▶ _INSTRUÇÕES DO EXERCÍCIO_: Prossiga com o texto sobre as causas das Cracolândias, começando logo depois da última frase dele.

── TRECHO PARA LER ──

As principais causas das Cracolândias são sociais e econômicas. Normalmente, são formadas por pessoas que tiveram pouco ou nenhum acesso à educação formal, de menor poder aquisitivo e vindos de famílias desestruturadas ou com laços familiares rompidos. Em um país com grande quantidade de intervenções estatais e baixa liberdade econômica como o Brasil, é fácil notar que o estado possui responsabilidade direta por essa situação ao impossibilitar que parte dos mais pobres gerem riqueza e melhorem de vida.
Quando o indivíduo possui uma forte rede de apoio familiar, estudos e boa renda, é mais provável que o uso abusivo de drogas seja algo de cunho individual ou tratado no âmbito familiar, não um caso a ser resolvido pelo estado. Nesses casos, a probabilidade de alguém parar na rua por causa do vicio, apesar de existir, é bem menor. Lembrando que há pessoas em situação de pobreza extrema ou nas ruas que utilizam drogas para tentar, de alguma forma, “fugir” de situações de fome, perigo, frio e/ou doença.

───
── EXTRATO DE DADOS ──

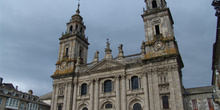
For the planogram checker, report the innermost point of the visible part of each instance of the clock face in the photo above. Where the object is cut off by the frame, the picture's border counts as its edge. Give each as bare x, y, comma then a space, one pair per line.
158, 45
63, 65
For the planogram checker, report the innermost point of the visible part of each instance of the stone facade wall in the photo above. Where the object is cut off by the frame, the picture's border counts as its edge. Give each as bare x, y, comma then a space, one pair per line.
202, 101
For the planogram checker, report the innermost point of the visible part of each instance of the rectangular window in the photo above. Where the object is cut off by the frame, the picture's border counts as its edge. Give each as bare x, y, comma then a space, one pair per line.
157, 28
195, 105
210, 103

───

▶ _RESPOSTA DO EXERCÍCIO_:
Para a esquerda, a solução envolve as mesmas intervenções estatais de sempre, como “mais políticas públicas” ou o uso controlado de drogas fornecidas pelo estado por meio do SUS. Em alguns países europeus como Alemanha e Portugal, os usuários de fato conseguem obter acesso às drogas por meio de clínicas e/ou hospitais de forma controlada e monitorada pelo estado. Entretanto, é inimaginável que isso funcionasse no SUS, levando em consideração que os hospitais estatais brasileiros mal possuem antibióticos e gazes. Certamente haveria escassez, denúncias de hospitais fornecendo farinha de trigo ao invés de cocaína, corrupção e desvio de verbas, como ocorre em diversos outros setores do SUS.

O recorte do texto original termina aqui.